— start —
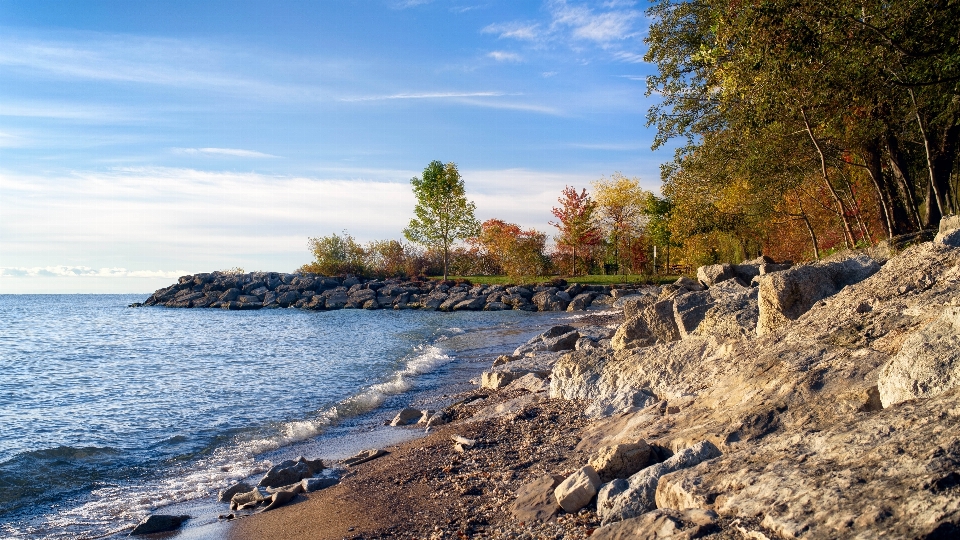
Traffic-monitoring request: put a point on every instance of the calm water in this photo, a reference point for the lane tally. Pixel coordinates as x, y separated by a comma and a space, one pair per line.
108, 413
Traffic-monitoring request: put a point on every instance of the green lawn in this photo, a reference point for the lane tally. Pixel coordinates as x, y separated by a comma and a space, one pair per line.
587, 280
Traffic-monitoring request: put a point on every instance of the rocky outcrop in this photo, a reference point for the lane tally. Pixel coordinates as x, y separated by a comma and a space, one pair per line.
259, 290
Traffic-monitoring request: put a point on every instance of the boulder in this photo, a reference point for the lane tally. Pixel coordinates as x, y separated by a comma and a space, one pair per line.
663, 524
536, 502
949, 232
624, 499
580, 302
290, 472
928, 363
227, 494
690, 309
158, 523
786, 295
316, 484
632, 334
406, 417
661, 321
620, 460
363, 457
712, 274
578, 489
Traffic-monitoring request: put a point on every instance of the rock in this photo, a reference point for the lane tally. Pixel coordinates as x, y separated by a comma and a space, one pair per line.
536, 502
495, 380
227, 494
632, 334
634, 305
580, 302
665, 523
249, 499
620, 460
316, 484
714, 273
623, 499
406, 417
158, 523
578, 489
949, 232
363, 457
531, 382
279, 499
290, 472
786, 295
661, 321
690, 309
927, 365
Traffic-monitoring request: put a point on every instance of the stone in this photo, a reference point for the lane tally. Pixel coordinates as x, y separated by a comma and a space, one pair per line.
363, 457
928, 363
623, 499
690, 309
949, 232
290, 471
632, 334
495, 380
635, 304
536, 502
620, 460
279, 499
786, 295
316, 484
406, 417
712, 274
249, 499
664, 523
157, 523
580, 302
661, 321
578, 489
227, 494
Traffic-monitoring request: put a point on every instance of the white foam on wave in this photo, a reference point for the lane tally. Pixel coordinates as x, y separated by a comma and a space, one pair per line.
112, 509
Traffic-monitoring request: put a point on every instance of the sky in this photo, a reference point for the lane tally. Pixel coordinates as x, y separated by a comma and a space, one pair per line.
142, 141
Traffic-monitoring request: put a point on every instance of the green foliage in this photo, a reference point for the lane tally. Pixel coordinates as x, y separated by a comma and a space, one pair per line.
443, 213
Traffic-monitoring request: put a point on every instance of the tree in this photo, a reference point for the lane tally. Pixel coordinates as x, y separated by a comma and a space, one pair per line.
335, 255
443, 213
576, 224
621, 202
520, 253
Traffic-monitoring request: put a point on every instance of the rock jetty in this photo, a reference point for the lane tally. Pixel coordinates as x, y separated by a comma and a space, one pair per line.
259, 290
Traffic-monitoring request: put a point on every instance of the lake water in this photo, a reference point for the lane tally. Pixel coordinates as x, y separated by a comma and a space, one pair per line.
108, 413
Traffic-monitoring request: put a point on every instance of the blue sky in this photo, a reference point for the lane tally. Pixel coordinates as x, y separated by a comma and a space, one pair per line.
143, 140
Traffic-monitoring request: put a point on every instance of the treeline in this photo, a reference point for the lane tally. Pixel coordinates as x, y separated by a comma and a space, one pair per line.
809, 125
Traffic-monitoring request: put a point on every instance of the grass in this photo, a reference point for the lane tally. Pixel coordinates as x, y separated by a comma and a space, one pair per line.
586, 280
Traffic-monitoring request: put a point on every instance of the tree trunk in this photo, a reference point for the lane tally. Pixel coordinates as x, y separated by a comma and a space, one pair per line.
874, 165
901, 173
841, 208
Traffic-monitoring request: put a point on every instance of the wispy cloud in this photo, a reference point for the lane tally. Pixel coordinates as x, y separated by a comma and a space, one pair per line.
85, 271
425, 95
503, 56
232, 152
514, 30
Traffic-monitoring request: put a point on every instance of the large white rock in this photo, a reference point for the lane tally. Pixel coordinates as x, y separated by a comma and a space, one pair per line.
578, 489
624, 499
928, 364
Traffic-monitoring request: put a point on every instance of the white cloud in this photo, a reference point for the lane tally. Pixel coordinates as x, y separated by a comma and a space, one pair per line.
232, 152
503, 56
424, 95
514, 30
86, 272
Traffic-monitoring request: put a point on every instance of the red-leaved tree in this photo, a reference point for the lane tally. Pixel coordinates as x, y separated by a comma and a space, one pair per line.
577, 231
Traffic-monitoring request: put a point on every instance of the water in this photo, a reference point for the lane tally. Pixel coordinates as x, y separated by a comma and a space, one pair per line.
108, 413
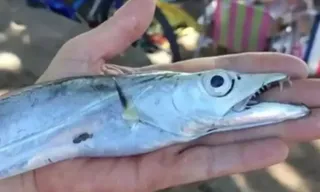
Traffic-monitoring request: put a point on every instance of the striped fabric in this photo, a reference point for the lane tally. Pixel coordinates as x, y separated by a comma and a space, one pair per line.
— end —
— start —
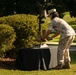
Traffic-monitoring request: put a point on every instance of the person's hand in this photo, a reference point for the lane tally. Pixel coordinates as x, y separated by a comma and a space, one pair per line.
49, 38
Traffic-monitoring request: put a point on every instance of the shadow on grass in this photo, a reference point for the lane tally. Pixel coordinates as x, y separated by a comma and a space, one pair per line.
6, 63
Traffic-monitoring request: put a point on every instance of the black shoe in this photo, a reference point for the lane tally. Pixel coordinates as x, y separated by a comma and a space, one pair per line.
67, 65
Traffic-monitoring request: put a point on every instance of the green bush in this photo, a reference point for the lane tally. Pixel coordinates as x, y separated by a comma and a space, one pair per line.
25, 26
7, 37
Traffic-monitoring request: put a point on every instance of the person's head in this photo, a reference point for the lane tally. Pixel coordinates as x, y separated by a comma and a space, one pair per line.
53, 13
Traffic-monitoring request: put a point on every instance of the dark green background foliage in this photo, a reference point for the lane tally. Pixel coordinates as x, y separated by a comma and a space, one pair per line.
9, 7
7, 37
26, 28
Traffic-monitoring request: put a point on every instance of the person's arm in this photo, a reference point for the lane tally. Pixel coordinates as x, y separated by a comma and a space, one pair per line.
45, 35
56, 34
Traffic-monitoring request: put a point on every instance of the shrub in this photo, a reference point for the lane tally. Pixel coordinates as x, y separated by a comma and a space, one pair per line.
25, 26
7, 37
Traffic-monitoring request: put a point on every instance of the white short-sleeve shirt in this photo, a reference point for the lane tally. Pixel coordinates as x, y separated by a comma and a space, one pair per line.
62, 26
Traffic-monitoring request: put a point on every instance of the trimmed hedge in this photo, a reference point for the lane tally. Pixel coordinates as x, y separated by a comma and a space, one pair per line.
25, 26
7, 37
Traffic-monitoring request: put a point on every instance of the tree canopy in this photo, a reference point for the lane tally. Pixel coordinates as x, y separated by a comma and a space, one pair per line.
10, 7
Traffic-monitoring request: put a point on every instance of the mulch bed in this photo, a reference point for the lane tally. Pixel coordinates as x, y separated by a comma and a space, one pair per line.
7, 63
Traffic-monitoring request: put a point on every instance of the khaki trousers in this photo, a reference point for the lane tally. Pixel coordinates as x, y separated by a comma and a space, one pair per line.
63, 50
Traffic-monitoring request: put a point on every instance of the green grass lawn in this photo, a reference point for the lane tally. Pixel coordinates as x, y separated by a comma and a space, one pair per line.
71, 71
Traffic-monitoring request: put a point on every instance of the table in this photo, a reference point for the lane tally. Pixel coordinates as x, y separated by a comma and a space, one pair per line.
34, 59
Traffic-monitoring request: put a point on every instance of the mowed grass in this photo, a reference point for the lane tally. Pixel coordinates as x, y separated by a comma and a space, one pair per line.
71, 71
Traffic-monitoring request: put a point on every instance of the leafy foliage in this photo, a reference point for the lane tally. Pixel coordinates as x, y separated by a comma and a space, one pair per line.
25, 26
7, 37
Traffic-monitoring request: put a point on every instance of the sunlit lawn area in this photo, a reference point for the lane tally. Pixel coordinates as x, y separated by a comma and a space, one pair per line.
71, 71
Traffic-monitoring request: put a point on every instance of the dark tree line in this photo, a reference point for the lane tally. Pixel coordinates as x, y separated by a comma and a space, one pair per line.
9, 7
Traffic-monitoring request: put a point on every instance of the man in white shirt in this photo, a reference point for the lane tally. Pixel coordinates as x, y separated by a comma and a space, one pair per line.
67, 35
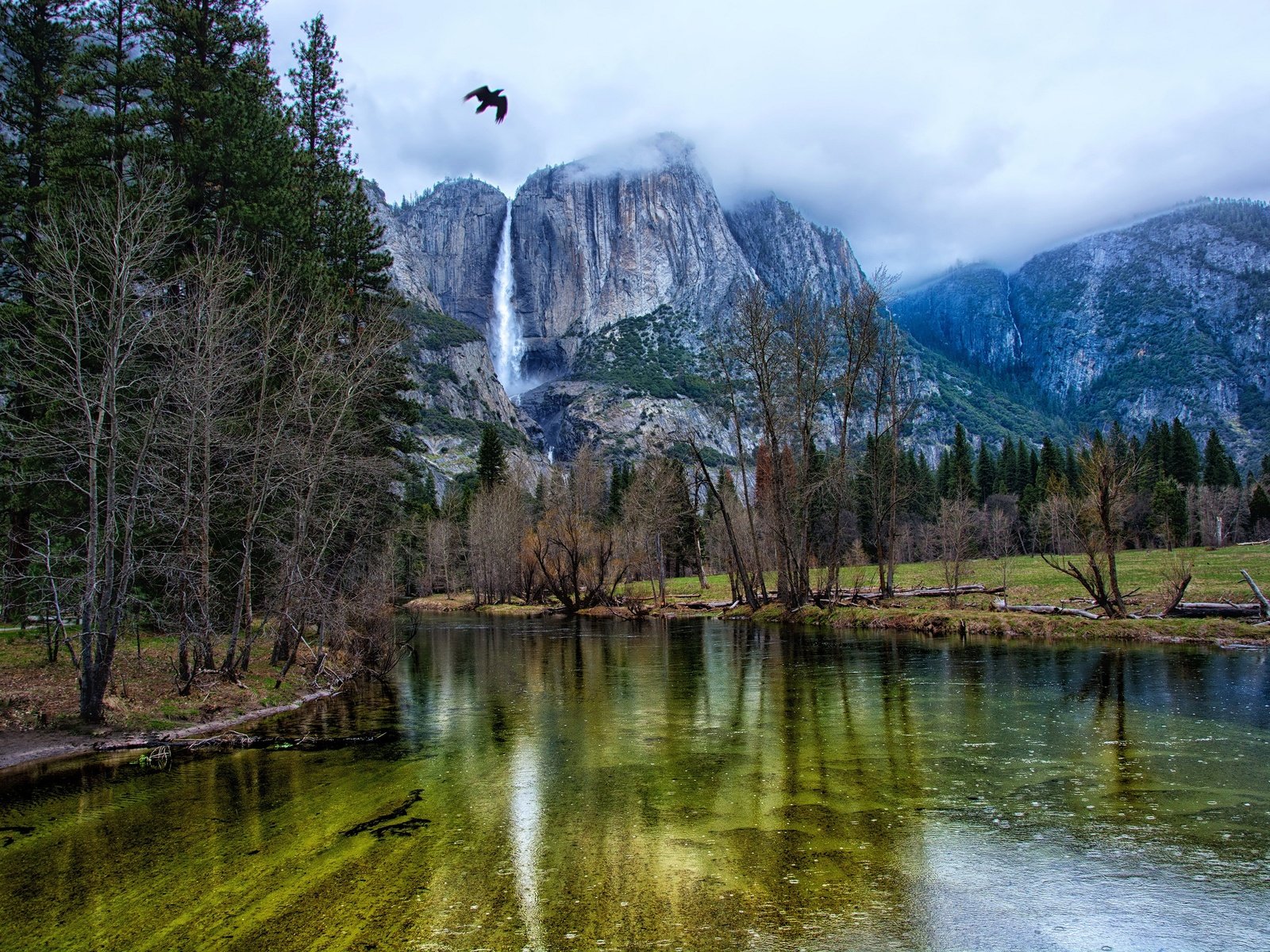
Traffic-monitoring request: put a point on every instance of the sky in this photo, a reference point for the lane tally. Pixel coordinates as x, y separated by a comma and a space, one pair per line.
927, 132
— end —
— start —
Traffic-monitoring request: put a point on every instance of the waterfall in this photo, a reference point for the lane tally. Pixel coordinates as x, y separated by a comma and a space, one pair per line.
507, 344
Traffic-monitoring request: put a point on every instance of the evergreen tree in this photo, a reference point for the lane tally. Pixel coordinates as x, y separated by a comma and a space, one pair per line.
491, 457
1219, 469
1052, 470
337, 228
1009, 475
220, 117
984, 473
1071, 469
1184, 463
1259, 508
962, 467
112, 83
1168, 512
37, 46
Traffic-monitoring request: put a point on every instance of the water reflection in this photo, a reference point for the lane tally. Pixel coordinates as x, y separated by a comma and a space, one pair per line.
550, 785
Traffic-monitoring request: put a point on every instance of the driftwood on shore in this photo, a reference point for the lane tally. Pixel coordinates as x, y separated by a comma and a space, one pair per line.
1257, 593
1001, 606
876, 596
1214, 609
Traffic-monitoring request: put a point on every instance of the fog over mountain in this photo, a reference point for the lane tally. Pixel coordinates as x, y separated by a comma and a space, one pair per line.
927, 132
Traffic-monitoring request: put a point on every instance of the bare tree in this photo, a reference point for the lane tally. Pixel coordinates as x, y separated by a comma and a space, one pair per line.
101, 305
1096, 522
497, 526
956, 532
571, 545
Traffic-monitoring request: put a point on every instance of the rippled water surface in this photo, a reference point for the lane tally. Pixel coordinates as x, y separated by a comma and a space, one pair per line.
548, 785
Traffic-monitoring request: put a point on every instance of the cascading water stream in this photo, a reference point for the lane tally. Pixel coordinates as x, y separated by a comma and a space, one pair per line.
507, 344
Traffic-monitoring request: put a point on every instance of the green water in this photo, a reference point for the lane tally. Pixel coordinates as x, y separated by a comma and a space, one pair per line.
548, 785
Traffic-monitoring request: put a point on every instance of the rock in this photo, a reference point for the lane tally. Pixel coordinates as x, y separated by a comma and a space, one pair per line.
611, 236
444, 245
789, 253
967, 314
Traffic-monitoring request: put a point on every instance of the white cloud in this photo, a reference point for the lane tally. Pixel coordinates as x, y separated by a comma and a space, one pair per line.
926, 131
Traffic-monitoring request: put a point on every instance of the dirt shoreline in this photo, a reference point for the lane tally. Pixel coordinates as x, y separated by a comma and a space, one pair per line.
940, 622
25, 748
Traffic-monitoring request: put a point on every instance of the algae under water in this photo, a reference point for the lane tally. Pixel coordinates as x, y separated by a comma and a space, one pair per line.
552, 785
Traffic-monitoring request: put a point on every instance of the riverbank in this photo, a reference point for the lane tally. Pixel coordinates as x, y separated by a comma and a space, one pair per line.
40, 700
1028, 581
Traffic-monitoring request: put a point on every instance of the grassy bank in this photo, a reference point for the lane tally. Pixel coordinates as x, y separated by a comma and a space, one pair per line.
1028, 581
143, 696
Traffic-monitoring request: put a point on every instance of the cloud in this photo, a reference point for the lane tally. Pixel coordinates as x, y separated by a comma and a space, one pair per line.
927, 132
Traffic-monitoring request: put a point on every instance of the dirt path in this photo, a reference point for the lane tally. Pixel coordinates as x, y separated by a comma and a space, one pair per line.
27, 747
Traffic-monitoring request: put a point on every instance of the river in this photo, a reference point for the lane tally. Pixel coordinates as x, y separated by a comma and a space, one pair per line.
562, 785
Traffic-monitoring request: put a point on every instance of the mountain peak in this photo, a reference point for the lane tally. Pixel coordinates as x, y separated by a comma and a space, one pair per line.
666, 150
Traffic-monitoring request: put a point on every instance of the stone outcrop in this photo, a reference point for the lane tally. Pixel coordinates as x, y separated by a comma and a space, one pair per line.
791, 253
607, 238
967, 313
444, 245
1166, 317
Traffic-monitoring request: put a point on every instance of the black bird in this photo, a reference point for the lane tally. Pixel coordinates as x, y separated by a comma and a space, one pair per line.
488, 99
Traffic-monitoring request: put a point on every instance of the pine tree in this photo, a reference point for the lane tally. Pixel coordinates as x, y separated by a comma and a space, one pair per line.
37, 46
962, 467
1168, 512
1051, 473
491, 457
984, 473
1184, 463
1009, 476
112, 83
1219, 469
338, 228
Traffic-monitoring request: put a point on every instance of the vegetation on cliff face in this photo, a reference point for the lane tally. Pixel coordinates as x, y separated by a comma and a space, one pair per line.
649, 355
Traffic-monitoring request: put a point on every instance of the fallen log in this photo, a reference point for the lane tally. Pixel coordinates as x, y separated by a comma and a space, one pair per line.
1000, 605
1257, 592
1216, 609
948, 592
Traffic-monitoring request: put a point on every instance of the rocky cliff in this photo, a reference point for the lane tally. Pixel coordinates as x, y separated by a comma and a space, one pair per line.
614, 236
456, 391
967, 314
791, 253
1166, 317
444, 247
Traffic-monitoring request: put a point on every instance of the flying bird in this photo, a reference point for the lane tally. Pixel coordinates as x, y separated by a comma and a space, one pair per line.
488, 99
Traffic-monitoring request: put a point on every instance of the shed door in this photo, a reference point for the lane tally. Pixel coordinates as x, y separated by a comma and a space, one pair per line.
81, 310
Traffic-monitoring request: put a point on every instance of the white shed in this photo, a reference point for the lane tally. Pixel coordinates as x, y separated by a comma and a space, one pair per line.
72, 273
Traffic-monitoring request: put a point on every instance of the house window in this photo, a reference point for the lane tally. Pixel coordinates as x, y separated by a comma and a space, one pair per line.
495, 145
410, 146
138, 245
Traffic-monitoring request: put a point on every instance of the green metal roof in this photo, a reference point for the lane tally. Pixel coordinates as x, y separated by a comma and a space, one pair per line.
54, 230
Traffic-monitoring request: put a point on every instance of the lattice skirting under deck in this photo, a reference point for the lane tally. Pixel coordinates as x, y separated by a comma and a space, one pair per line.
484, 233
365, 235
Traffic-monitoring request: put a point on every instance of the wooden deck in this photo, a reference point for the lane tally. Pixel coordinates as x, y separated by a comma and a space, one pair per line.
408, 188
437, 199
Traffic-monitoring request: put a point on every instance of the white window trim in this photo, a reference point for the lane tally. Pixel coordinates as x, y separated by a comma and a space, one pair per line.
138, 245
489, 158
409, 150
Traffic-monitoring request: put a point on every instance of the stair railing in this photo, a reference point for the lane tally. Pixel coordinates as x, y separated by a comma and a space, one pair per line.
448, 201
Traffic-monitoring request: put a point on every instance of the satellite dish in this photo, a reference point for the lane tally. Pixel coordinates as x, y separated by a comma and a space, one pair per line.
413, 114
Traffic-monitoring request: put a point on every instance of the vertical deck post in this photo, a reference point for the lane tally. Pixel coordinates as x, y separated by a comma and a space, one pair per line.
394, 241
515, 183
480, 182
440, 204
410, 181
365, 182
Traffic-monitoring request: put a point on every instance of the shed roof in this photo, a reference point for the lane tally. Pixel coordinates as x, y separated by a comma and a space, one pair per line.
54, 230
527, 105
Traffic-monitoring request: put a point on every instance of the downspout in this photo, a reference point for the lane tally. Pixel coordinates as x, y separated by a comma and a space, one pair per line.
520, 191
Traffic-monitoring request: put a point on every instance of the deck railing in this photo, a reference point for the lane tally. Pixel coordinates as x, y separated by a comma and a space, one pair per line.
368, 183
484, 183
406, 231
— end —
• _WHAT IS NEEDED_
Which lines of the items contain the word "large"? Copy each of those lines, matching case exactly.

• _OUTPUT_
Traffic-monitoring request: put a point on every instance of the large white rock in this photo, a reference point for the lane tally. Pixel coordinates as x, y separated by a comma and a space, one pair per line.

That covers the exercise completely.